** COMPITI DA SVOLGERE **
- a) Traduci in inglese questa frase dell'estratto sul processo «Corsi d'oro 2»: «Una condanna più dura rispetto al primo grado invece è stata decisa per l'ex parlamentare regionale Franco Rinaldi, cognato di Genovese.»
- b) Prosegui l'estratto sul processo «Corsi d'oro 2» partendo dopo la sua ultima frase.

─── ESTRATTO DELLA FONTE ───

È lui il principale imputato al processo d'appello "Corsi d'oro 2" sulla formazione professionale a Messina e in Sicilia, una delle più clamorose inchieste degli ultimi anni che ha coinvolto politici di primo piano, faccendieri e portaborse. Al centro la "galassia" familiare, amicale e politica costruita nel tempo da Genovese, che fu anche segretario regionale siciliano del Pd, per poi passare a Forza Italia negli ultimi tempi.

Riduzioni di pena hanno registrato anche Grazia Feliciotto, Roberto Giunta, Elio Sauta, e le sorelle Chiara ed Elena Schirò. Una condanna più dura rispetto al primo grado invece è stata decisa per l'ex parlamentare regionale Franco Rinaldi, cognato di Genovese.

Nei mesi scorsi il sostituto procuratore generale Adriana Costabile aveva chiesto al collegio presieduto dal giudice Alfredo Sicuro dodici aggravamenti di pena rispetto alle 21 condanne inflitte in primo grado, con pene da 2 anni e 2 mesi a 12 anni.

La modifica di pena più alta (12 anni e 20mila euro di multa) era stata sollecitata proprio per l'ex parlamentare nazionale. In primo grado, nel gennaio 2017, la prima sezione penale del tribunale presieduta dal giudice Silvana Grasso inflisse 11 anni di reclusione a Genovese.

La sentenza di primo grado coinvolse tutto il suo seguito tra familiari e adepti politici. Due anni e mezzo furono poi inflitti al cognato Franco Rinaldi, ex parlamentare regionale. I giudici inoltre condannarono le mogli di Genovese e Rinaldi, ovvero le sorelle Chiara ed Elena Schirò, rispettivamente a 3 anni e 6 mesi e 6 anni e mezzo.

─── DATI FORNITI ───

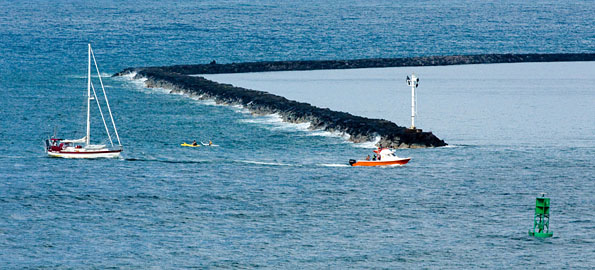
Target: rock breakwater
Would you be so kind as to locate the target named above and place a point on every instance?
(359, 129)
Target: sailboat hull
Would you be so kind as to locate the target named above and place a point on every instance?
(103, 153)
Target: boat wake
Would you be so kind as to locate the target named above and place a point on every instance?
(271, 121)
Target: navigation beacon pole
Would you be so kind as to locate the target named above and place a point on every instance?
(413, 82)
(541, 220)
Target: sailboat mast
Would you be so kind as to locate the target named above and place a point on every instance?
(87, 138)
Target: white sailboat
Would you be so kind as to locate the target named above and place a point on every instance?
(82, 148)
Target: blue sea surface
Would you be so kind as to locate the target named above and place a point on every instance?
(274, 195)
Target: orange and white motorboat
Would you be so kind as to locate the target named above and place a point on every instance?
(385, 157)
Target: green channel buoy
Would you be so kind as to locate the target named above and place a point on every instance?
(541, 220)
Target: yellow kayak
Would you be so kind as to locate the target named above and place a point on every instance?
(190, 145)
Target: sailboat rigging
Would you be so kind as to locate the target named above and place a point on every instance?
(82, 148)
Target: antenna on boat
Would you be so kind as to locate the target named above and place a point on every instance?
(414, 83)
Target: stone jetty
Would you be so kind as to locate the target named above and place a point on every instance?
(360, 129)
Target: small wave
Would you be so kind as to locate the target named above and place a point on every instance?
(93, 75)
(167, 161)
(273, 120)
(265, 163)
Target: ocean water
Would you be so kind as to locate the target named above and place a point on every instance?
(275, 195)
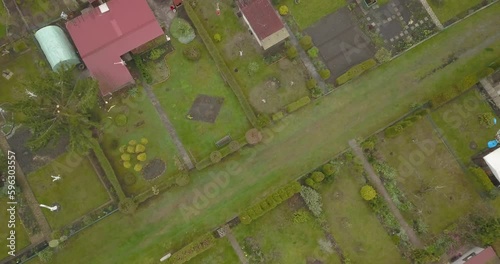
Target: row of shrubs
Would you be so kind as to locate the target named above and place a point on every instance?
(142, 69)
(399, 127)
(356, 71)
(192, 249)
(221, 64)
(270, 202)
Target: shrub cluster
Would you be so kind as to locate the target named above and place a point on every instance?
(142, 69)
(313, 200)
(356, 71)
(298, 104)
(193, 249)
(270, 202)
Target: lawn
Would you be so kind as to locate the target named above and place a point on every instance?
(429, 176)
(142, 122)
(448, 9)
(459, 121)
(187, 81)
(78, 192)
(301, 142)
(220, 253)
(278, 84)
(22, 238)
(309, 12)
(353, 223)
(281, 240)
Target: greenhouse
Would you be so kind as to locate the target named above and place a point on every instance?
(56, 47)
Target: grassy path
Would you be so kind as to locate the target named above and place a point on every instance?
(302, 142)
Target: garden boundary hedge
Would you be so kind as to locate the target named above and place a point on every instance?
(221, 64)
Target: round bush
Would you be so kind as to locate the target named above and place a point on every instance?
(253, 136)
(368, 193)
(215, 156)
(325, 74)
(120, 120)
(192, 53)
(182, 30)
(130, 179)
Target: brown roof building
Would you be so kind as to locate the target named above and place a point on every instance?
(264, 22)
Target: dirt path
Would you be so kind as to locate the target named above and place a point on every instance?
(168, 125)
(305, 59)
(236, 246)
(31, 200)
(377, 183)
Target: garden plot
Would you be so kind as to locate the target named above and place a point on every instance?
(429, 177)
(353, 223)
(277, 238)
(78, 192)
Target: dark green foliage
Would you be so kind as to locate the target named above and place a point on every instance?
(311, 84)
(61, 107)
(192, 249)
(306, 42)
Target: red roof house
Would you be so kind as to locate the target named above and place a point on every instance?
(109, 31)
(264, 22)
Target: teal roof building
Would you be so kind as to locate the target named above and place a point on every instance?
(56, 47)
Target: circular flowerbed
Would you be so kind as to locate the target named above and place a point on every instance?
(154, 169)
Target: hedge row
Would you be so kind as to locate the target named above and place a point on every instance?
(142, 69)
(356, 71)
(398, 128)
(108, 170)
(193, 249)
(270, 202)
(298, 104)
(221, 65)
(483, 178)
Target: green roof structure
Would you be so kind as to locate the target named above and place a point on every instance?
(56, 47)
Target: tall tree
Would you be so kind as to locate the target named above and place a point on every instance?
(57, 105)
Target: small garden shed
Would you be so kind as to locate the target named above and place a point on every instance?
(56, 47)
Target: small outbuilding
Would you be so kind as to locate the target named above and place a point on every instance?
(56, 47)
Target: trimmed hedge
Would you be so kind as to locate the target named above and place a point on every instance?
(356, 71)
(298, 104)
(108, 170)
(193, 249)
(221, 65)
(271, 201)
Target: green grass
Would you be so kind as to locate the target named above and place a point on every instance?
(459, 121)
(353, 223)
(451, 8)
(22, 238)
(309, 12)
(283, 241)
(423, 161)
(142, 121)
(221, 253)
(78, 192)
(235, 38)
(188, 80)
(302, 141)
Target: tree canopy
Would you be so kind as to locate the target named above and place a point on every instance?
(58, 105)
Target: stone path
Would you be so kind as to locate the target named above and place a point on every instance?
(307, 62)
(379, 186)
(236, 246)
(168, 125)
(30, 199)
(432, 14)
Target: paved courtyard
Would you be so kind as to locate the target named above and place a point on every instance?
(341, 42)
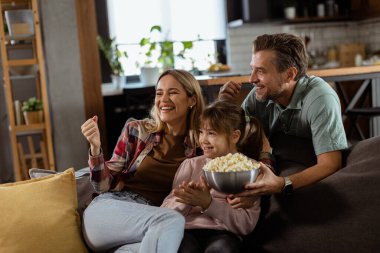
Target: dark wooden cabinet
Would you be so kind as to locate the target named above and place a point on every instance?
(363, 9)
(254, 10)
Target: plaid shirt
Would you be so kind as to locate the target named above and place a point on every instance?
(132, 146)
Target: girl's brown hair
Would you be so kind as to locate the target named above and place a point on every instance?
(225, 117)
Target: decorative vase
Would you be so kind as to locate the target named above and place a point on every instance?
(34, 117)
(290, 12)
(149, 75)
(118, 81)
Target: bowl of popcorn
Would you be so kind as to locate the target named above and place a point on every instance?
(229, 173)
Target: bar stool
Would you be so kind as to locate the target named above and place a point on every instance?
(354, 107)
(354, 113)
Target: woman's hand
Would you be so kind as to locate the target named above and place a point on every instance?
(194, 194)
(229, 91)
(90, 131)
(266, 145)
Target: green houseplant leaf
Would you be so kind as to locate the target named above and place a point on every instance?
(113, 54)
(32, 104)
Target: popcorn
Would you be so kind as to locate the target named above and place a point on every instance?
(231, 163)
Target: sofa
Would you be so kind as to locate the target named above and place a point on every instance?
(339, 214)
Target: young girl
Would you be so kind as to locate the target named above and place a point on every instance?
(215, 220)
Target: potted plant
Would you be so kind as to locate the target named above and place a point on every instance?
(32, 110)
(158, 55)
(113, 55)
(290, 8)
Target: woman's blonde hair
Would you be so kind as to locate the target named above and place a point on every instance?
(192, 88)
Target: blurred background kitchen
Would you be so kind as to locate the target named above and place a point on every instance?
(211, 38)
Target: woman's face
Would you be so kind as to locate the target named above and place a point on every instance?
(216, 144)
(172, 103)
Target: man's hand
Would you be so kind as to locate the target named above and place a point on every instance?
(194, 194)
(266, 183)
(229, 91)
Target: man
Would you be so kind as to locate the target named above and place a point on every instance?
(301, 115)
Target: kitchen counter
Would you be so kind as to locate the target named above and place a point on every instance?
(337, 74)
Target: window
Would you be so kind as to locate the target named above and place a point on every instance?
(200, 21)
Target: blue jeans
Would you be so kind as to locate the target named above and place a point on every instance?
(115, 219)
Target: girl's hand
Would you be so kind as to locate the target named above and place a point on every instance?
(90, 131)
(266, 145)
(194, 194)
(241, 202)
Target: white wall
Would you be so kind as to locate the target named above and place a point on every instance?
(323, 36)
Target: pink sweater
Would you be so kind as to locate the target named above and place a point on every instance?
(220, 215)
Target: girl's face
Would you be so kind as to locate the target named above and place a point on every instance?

───
─── DATI FORNITI ───

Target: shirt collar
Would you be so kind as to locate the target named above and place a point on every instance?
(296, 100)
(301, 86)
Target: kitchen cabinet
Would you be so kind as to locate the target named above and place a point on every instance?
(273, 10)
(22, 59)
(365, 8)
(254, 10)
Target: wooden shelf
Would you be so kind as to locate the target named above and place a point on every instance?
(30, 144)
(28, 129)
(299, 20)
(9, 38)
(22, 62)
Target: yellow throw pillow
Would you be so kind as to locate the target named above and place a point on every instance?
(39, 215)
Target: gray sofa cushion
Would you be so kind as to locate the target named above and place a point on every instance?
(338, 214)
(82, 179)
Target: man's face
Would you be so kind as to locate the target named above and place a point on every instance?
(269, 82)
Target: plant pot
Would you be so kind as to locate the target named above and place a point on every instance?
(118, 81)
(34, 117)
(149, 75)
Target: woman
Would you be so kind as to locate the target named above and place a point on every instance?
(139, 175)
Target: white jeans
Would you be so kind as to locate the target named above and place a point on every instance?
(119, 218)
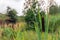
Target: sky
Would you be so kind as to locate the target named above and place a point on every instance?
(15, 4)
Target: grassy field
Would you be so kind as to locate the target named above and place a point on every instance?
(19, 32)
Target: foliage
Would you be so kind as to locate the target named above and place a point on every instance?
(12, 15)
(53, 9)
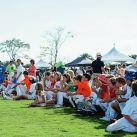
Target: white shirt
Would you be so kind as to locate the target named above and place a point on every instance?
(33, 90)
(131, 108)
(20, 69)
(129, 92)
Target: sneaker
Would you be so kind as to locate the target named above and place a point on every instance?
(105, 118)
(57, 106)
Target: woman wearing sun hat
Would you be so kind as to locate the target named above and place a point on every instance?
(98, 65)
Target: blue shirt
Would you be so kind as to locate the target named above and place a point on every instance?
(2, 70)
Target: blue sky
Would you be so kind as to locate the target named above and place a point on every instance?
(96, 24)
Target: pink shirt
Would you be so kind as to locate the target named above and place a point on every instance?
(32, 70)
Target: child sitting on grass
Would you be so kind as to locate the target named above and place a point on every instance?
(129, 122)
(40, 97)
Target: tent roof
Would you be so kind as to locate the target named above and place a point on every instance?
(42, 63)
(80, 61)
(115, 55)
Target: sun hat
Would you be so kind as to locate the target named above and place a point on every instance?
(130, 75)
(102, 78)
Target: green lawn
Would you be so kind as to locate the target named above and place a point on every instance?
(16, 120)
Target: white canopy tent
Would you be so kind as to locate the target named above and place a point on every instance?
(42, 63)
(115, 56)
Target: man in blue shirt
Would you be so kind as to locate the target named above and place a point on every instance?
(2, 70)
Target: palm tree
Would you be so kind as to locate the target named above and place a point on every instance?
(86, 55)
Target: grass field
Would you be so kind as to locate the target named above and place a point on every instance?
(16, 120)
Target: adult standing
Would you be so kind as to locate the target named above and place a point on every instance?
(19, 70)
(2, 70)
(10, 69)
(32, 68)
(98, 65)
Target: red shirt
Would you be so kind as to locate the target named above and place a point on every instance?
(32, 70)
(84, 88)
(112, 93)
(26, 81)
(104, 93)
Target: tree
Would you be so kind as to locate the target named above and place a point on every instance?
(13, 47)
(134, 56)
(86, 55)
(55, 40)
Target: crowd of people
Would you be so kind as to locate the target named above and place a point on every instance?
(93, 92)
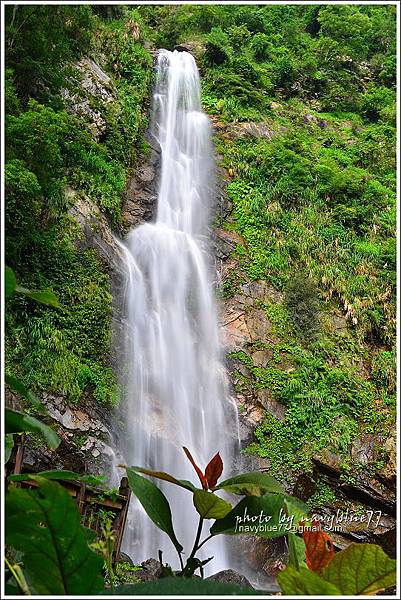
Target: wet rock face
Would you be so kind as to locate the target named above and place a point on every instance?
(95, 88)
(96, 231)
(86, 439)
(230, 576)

───
─── DATI FORNITI ───

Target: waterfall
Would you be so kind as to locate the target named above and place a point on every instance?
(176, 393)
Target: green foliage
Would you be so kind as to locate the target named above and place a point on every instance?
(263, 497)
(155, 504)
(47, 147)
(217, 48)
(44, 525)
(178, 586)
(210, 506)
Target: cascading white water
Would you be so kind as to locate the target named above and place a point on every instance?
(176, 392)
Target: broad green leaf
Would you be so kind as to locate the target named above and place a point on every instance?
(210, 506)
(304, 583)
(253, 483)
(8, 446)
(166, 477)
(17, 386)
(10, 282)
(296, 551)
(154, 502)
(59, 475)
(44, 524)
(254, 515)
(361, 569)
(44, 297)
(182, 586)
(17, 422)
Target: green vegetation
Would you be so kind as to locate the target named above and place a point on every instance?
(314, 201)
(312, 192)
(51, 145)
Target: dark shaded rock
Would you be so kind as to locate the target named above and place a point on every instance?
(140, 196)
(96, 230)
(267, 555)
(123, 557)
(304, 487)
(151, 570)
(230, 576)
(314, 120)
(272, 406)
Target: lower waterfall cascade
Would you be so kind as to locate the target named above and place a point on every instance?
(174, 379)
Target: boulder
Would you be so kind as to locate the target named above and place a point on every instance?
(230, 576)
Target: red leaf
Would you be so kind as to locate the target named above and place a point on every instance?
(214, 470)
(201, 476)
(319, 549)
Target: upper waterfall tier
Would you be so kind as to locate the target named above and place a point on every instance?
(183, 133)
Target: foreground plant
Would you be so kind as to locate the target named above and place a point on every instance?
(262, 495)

───

** RISPOSTE **
- a) A harsher sentence than at first instance, however, was handed down for the former regional lawmaker Franco Rinaldi, Genovese's brother-in-law.

- b)
Le altre condanne che vennero inflitte nel gennaio 2017: Salvatore Lamacchia 2 anni; Roberto Giunta 5 anni e 6 mesi più 9.000 euro di multa; Domenico Fazio 1 anno e tre mesi; Elio Sauta 6 anni e 6 mesi; Giovanna Schirò 2 anni e 3 mesi; il commercialista Stefano Galletti 3 anni e 6 mesi; Giuseppina Pozzi 2 anni; Liliana Imbesi 1 anno e 4 mesi; Concetta Cannavò 2 anni; Natale Lo Presti 3 anni; Graziella Feliciotto 4 anni e 6 mesi; l’ex assessore comunale Carmelo Capone e il fratello Natale Capone 3 anni; l’imprenditore Orazio De Gregorio 2 anni e 6 mesi; Antonino Di Lorenzo 1 anno e 4 mesi; Carmelo Favazzo 3 anni e 3 mesi.

Furono invece assolti «per non aver commesso il fatto» da tutte le accuse contestate inizialmente altri tre imputati: Paola Piraino, Francesco Buda e Salvatore Natoli.